_What needs to be done_.
Starting at the line that contains "Can you see the neck?" and continuing through the end of the material, copy every line again, requests included, and shift each coordinate in the answers by -93.

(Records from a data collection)
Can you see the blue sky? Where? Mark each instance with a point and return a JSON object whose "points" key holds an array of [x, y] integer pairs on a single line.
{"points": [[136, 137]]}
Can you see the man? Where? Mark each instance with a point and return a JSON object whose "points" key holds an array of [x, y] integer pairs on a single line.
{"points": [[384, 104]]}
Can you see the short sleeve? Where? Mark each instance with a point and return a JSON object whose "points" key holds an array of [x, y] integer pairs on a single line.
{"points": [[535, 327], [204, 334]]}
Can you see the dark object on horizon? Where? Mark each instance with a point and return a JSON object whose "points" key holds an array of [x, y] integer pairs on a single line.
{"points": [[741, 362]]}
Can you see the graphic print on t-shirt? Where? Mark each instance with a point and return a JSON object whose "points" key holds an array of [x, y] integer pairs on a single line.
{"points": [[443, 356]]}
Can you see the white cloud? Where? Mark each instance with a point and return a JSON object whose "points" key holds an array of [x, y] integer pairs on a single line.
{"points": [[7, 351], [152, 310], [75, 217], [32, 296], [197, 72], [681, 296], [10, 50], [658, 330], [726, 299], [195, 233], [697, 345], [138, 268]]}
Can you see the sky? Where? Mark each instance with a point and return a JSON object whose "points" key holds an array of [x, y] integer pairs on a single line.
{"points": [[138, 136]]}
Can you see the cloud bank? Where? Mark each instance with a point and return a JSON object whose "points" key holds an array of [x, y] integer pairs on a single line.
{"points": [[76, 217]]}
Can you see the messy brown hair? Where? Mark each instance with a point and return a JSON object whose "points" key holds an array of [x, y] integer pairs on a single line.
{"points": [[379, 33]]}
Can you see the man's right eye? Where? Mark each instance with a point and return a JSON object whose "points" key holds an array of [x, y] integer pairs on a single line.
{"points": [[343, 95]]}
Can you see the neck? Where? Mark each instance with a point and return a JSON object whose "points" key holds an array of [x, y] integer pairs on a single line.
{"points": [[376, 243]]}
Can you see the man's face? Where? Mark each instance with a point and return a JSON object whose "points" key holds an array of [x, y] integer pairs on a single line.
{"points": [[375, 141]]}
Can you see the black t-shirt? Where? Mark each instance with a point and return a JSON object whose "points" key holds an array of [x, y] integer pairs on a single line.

_Exercise response_.
Can you see the neck? Where? Mark each instance with a point and return a JSON object whose "points" key holds an array of [x, y] integer pairs on a single line.
{"points": [[283, 150]]}
Can you see the man's face? Where? Mark each instance with a point and return a JSON object whose "points" key holds an array of [x, y] integer pairs on a single line.
{"points": [[282, 48]]}
Can you see the black t-shirt? Where? Mark each instance with a point and return a JSON object whose "points" key holds an array of [x, y] integer pairs on a single line.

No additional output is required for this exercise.